### Selected excerpt
============

Soon after Europeans arrived in New Zealand, surveys to determine land boundaries and make accurate maps were begun. These surveys used theodolites to measure angles between geodetic monuments - markers set in the ground. From these measurements the positions of the monuments could be determined relative to each other. These surveys eventually covered most of New Zealand, with the primary (or 1st order) geodetic triangulation of the country - carried out between the 1920s and 1940s - representing the pinnacle of this work. The black and white wooden or metal beacons that are a feature of the New Zealand countryside mark the positions of many of these geodetic monuments.

Many monuments were surveyed more than once over the years. By comparing the angles measured between a particular set of monuments that crossed the Alpine fault, the famous geologist and surveyor Harold Wellman noticed that some of the angles were changing at a more or less steady rate. He interpreted this to mean that the ground was deforming along the fault. By combining this with his geological observations of features that had been offset on either side of the fault, Wellman realised in the 1940s that the two sides of the Alpine fault had moved hundreds of kilometres relative to each other over many millions of years. Furthermore, this motion was still going on today. This insight was one of the pieces of geological evidence that led to the theory of plate tectonics 20 years later.

More recently Global Positioning Systems (GPS) surveys and continuous GPS is used to monitor deformation.

============

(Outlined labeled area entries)
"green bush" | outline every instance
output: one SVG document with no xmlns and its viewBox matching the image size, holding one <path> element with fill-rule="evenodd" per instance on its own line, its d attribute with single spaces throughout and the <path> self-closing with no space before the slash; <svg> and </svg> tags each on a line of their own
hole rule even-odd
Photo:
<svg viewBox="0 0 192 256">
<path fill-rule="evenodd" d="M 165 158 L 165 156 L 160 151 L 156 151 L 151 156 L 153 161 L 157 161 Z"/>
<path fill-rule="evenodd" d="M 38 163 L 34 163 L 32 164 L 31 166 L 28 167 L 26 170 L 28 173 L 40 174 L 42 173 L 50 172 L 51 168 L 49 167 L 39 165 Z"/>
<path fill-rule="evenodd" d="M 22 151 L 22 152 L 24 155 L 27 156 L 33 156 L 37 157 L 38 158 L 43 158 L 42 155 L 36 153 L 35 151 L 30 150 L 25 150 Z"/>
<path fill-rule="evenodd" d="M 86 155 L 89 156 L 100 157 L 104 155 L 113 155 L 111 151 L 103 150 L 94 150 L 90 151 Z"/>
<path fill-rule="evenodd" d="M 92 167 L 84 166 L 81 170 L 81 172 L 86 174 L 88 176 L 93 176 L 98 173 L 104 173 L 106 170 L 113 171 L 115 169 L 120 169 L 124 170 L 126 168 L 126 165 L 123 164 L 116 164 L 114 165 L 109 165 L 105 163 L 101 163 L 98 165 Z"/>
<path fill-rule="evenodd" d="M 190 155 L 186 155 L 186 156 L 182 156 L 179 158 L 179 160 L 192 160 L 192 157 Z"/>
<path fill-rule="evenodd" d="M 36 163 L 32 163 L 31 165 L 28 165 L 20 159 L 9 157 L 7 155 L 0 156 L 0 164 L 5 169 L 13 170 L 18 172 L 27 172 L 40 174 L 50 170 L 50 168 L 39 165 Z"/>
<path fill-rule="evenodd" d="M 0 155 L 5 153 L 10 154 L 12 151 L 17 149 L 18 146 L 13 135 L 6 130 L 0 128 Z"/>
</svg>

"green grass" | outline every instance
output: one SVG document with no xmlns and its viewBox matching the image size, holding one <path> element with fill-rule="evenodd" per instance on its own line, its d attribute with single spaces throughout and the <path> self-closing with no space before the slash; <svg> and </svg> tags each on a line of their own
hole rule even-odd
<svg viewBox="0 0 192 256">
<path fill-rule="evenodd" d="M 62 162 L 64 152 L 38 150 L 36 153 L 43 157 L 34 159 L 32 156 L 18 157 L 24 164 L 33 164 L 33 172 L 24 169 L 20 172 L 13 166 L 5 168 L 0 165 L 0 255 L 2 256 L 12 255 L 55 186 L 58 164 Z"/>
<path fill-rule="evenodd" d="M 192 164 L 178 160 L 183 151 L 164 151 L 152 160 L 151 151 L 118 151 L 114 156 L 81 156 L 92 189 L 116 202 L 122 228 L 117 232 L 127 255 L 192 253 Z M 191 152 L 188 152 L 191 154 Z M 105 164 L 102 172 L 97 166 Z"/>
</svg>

============

### Task instructions
• A. Translate this sentence from the text on New Zealand geodetic surveys into Spanish: "He interpreted this to mean that the ground was deforming along the fault."
• B. Answer these questions from the text on New Zealand geodetic surveys.
(i) What instruments did the early surveys use to measure angles between geodetic monuments?
(ii) In what decade did Wellman conclude that the two sides of the Alpine fault had moved hundreds of kilometers relative to each other?
(iii) What is used more recently to monitor deformation?

### Answers to each task
• A. Interpretó que esto significaba que el terreno se estaba deformando a lo largo de la falla.

• B.
(i) Theodolites.
(ii) The 1940s.
(iii) Global Positioning Systems (GPS) surveys and continuous GPS.